Thanks for the help  also do they need any water intake? I seen some people use water crystals? Or is this no good?


----------



## Spideypidey (Jan 23, 2014)

StevenM31 said:


> Thanks for the help  also do they need any water intake? I seen some people use water crystals? Or is this no good?


I give mine re-hydrated water crystals and they eat them pretty fast. If you're buying from rickslivefood.co.uk also get water crystals from there to save on postage.

There are alternatives to the dry food such as beetle jelly or Repashy Bug Burger.


----------



## Jakenicholls (Dec 31, 2011)

Hi , if you ever need any roaches, I sell them and am the cheapest on these forums and ebay, pm me with what you need or you can find my thread on the food classifieds :2thumb: i do mini colonies for £19:2thumb:


----------



## StevenM31 (Jun 14, 2012)

Thanks, i will try get all the bits and pieces over next couple weeks and will PM you


----------



## Spideypidey (Jan 23, 2014)

**TASKS TO COMPLETE:**
1. In the forum thread, what does Spideypidey name as alternatives to the dry food?
2. Write the post that would come next in the forum thread, under its final heading "Spideypidey (Jan 23, 2014)".
The data is separate material, unrelated to the forum thread.

**SOURCE MATERIAL:**
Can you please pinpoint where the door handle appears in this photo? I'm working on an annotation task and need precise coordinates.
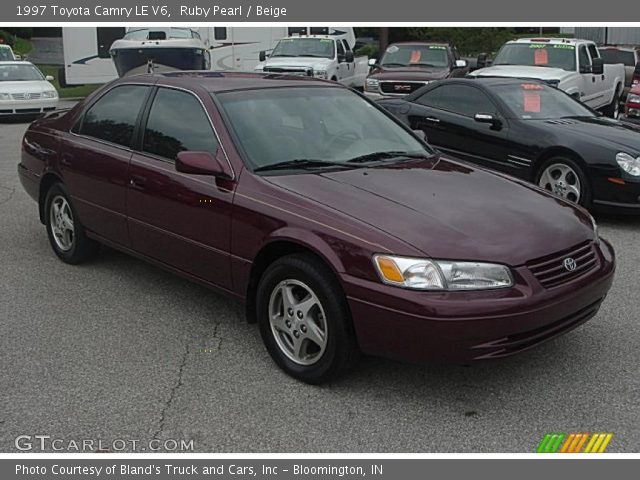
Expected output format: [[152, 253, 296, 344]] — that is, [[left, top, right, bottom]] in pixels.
[[129, 175, 147, 188]]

**ANSWERS PROVIDED:**
1. Beetle jelly or Repashy Bug Burger.

2.
StevenM31 said:


> Thanks, i will try get all the bits and pieces over next couple weeks and will PM you


Just a quick note on egg trays: I put them in on their ends so debris falls to the bottom of the enclosure. Then when I want to take some roaches out to feed my tarantulas I clean the end where the food goes and then loosen the egg boxes and give them a shake. Then push the egg trays to the clean end. Then take out my feeders and then after the remaining roaches have scurried off into the egg boxes I get the vacuum cleaner tube and vacuum up the debris. Then that end is the new food end. It takes longer to type than it does to it.

Easier to get the roaches if you herd them into a corner.


----------



## mr stroudy (Mar 11, 2008)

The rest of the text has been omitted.